▶ **Work to complete**: Please copy the electronic warfare passage below from "One advance was" to "Cuban air-defense personnel.".

▶ **Supplied text**:
The field traces its beginnings to the Russo-Japanese War of 1905, when both sides interfered in the other’s wireless telegraphy. But EW really took off in World War II with the invention of radar, which works by beaming microwave energy at inbound enemy planes and detecting the reflected echo. Almost as soon as radar became operational, both sides started figuring out countermeasures.
“Early electronic countermeasures, called ‘jamming,’ involved putting out so much noise at the frequency of the radar that the real target was obscured,” says former Air Force test pilot Thomas Tilden. “Or you could drop lots of ‘chaff’ [tiny metal strips] to flood the radar with returns.”
As technology advanced, the number of countermeasure techniques multiplied, which then spurred counter-countermeasures. “It’s an ongoing chess game,” Carlson says. “As soon as you make a move, somebody will make a counter-move or countermeasure.”
One advance was to build aircraft in certain shapes, out of particular materials, so that they reflect very little radar energy back to the sender. Stealthy F-35 and F-22 fighters do this, as do the Chinese J-20 and the Russian Su-57. Another trick is to record an enemy radar’s electromagnetic pulses and then play it back with delays, to make it seem like an aircraft is further away, or with a shifted frequency, so it appears to be traveling at a different velocity. It was this kind of trick, called Doppler spoofing, that enabled the U.S. to baffle Cuban air-defense personnel.

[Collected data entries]
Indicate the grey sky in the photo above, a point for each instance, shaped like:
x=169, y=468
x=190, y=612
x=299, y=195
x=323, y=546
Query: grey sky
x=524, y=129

▶ **Exercise answer**:
One advance was to build aircraft in certain shapes, out of particular materials, so that they reflect very little radar energy back to the sender. Stealthy F-35 and F-22 fighters do this, as do the Chinese J-20 and the Russian Su-57. Another trick is to record an enemy radar’s electromagnetic pulses and then play it back with delays, to make it seem like an aircraft is further away, or with a shifted frequency, so it appears to be traveling at a different velocity. It was this kind of trick, called Doppler spoofing, that enabled the U.S. to baffle Cuban air-defense personnel.